------ EXERCISE DATA

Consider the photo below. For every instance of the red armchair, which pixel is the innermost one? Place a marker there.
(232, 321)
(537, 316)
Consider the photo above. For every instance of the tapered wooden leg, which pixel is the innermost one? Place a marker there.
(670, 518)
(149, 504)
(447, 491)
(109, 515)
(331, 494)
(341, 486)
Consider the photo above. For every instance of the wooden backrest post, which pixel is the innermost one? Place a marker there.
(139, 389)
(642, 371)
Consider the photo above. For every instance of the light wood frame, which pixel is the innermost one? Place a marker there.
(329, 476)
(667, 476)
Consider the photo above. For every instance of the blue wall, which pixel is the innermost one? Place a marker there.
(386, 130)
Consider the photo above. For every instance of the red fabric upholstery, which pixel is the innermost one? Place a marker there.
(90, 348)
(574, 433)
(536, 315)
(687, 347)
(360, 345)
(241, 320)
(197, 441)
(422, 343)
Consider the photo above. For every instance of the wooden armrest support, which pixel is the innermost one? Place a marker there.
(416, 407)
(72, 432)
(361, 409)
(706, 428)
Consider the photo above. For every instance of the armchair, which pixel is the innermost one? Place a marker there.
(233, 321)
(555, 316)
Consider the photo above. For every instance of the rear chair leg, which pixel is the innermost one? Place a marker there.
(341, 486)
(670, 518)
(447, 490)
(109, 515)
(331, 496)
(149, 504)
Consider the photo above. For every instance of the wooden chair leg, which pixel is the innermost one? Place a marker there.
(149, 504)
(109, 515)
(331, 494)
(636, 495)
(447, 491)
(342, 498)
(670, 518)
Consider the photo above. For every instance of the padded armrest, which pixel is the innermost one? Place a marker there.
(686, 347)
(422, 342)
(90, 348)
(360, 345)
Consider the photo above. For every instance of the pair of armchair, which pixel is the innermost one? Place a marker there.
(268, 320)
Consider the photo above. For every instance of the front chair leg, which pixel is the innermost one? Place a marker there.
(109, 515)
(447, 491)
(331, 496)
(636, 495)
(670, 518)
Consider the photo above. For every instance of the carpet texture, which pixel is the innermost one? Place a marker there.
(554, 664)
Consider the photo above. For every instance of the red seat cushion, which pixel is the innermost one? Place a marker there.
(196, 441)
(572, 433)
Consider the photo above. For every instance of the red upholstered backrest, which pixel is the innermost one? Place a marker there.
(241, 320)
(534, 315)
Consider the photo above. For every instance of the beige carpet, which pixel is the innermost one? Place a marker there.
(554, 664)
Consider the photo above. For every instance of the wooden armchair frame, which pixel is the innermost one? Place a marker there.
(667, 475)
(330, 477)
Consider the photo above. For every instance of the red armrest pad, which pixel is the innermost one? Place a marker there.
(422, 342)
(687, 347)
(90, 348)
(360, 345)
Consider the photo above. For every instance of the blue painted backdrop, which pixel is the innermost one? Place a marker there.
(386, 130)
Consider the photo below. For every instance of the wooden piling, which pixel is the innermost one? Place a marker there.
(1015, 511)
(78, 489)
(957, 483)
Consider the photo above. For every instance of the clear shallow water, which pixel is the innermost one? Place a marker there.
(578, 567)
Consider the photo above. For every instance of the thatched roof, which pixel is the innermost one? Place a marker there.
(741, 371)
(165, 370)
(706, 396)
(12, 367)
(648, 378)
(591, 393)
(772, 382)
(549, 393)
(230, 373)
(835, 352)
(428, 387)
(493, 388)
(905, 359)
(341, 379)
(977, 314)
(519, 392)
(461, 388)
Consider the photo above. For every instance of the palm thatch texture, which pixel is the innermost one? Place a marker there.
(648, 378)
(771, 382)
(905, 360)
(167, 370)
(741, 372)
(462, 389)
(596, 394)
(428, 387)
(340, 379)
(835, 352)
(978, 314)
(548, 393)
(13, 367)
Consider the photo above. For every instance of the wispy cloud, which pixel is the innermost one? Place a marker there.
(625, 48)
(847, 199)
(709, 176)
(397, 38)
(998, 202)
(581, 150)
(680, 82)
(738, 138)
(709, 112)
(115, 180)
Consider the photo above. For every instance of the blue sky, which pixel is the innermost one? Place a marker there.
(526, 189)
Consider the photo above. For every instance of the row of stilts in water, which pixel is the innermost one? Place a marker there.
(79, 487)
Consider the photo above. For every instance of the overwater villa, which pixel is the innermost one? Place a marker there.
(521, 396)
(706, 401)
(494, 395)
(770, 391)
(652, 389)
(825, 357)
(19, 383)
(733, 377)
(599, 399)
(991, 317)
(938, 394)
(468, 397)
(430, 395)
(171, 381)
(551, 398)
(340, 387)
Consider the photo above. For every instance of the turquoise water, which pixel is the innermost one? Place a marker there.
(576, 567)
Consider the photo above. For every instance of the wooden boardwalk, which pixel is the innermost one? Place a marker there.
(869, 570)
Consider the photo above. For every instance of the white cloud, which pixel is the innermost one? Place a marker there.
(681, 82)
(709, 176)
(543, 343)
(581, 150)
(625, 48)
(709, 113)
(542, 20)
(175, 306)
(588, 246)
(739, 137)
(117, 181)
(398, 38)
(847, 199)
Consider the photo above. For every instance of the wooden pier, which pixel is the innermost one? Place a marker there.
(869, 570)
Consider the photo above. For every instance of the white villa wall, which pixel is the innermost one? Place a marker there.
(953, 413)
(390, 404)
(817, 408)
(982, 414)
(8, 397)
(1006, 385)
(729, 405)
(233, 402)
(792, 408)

------------

Rewrite every line of the records above as a numbered list, one line per item, with any blank lines dropped.

1. Consider the photo below. For every instance of the red armchair, which pixel is the innermost one? Place a marker there.
2. (232, 321)
3. (537, 316)
4. Consider the photo above. For every instance of the tapered wooden leg, which pixel is the innermost one? Place a marker there.
5. (670, 518)
6. (149, 504)
7. (447, 491)
8. (109, 515)
9. (331, 494)
10. (341, 486)
11. Consider the photo above. For every instance of the wooden backrest post, which pixel is the innermost one? Place a marker there.
12. (139, 389)
13. (642, 371)
14. Consider the photo above. For every instance of the light wood frame, which pixel is the innermost one? Place a marker there.
15. (329, 476)
16. (667, 476)
17. Consider the photo above. For every instance of the blue wall, which pixel is the innermost one? Place a marker there.
18. (386, 130)
19. Consider the photo above. For every instance of the red fabric upholstery, which pixel is the innermost one? Place a marker there.
20. (90, 348)
21. (574, 433)
22. (536, 315)
23. (687, 347)
24. (360, 345)
25. (241, 320)
26. (197, 441)
27. (422, 343)
28. Consider the photo above. For every instance of the wooden armrest support, which pixel is the innermost one? Place a marker there.
29. (416, 407)
30. (72, 432)
31. (361, 409)
32. (706, 428)
33. Consider the photo above. For every instance of the armchair, which pixel is the innermost one? Place a marker there.
34. (233, 321)
35. (555, 316)
36. Consider the photo above. For every instance of the rear chair leg, which pixel is the innermost one? Place a marker there.
37. (341, 486)
38. (670, 518)
39. (447, 490)
40. (109, 515)
41. (331, 496)
42. (149, 504)
43. Consider the photo above. For every instance of the wooden chair leg, which pixel is the innermost one? Place a marker there.
44. (149, 504)
45. (109, 515)
46. (331, 494)
47. (636, 495)
48. (447, 491)
49. (342, 498)
50. (670, 518)
51. Consider the photo above. For every instance of the padded armrest, which pixel is the innermost one? Place a marker there.
52. (686, 347)
53. (422, 342)
54. (90, 348)
55. (360, 345)
56. Consider the photo above. For every instance of the pair of armchair, which pixel is the innermost one? Place a marker there.
57. (268, 320)
58. Consider the photo above. For every instance of the front chair leg, which pixel is the innermost one? Place a marker there.
59. (109, 515)
60. (447, 491)
61. (331, 496)
62. (636, 495)
63. (670, 518)
64. Consider the photo above. For every instance of the carpet texture, which pixel is the innermost one? Place a marker there.
65. (554, 664)
66. Consider the photo above. For every instance of the red seat cushion, which pixel is the innermost one? Place a marker there.
67. (196, 441)
68. (572, 433)
69. Consider the photo above. For every instance of the red upholstered backrest, which pixel is the innermost one? Place a marker there.
70. (241, 320)
71. (534, 315)
72. Consider the photo above. For every instance of the beige carpet, which pixel is the innermost one? Place a marker there.
73. (554, 664)
74. Consider the photo above. For every instance of the wooden armchair frame, which pixel is the innermost one? Place a marker there.
75. (667, 475)
76. (330, 477)
77. Consider the photo above. For every instance of the red armrest pad, which pixel is the innermost one? Place a marker there.
78. (422, 342)
79. (687, 347)
80. (90, 348)
81. (360, 345)
82. Consider the photo above. For every instance of the blue painted backdrop, which pixel is the innermost one? Place a marker there.
83. (386, 130)
84. Consider the photo below. For every instance of the wooden piling, which pixel is the innermost one? Place a marker there.
85. (1015, 511)
86. (78, 489)
87. (957, 483)
88. Consider the photo above. For every instance of the clear shallow water, which pixel is the innermost one? Place a marker there.
89. (578, 567)
90. Consider the photo above. For every instance of the thatched roof, which pixel is the innermost one? Place a marker there.
91. (741, 371)
92. (165, 370)
93. (706, 396)
94. (12, 367)
95. (648, 378)
96. (591, 393)
97. (772, 382)
98. (549, 393)
99. (230, 373)
100. (835, 352)
101. (428, 387)
102. (493, 388)
103. (905, 359)
104. (341, 379)
105. (977, 314)
106. (519, 392)
107. (461, 388)
108. Consider the photo above. For every instance of the palm thatch texture, which pixel is the innermost one? Place a marker there.
109. (648, 378)
110. (771, 382)
111. (905, 360)
112. (167, 370)
113. (741, 372)
114. (462, 389)
115. (596, 394)
116. (428, 387)
117. (340, 379)
118. (835, 352)
119. (978, 314)
120. (548, 393)
121. (13, 367)
122. Consider the photo above. For every instance of the wispy cloud, which pixel is the innermost one? Place a marker there.
123. (625, 48)
124. (847, 199)
125. (709, 176)
126. (397, 38)
127. (998, 202)
128. (581, 150)
129. (680, 82)
130. (738, 138)
131. (709, 112)
132. (115, 180)
133. Consider the photo above. For every instance of the blue sky, which pixel is the innermost one? Place a marker there.
134. (526, 189)
135. Consider the photo above. For every instance of the row of stilts in water, which pixel is the innermost one? Place a marker there.
136. (79, 487)
137. Consider the photo above. For every instance of the overwater villa, which pixel is the innermost one? Place a marker there.
138. (521, 396)
139. (706, 401)
140. (494, 395)
141. (770, 391)
142. (652, 389)
143. (825, 357)
144. (19, 383)
145. (733, 377)
146. (599, 399)
147. (991, 317)
148. (938, 394)
149. (468, 397)
150. (430, 395)
151. (171, 381)
152. (551, 398)
153. (340, 387)
154. Consider the photo above. For every instance of the turquoise water, which pixel is the innermost one? Place a marker there.
155. (576, 567)
156. Consider the photo above. For every instance of the wooden boardwalk, which pixel is the innermost one? Place a marker there.
157. (869, 570)
158. Consider the photo above. For every instance of the white cloud, which pixel is the innermost one? Place a marker there.
159. (681, 82)
160. (709, 176)
161. (543, 343)
162. (581, 150)
163. (625, 48)
164. (709, 113)
165. (542, 20)
166. (175, 306)
167. (588, 246)
168. (739, 137)
169. (117, 181)
170. (398, 38)
171. (847, 199)
172. Consider the photo above. For every instance of the wooden pier, which pixel is the innermost one? Place a marker there.
173. (869, 570)
174. Consider the photo above. For every instance of the white villa wall, which pixel is the innermost one? Place a marker there.
175. (953, 413)
176. (390, 404)
177. (817, 408)
178. (982, 414)
179. (8, 397)
180. (1006, 385)
181. (729, 405)
182. (233, 402)
183. (792, 408)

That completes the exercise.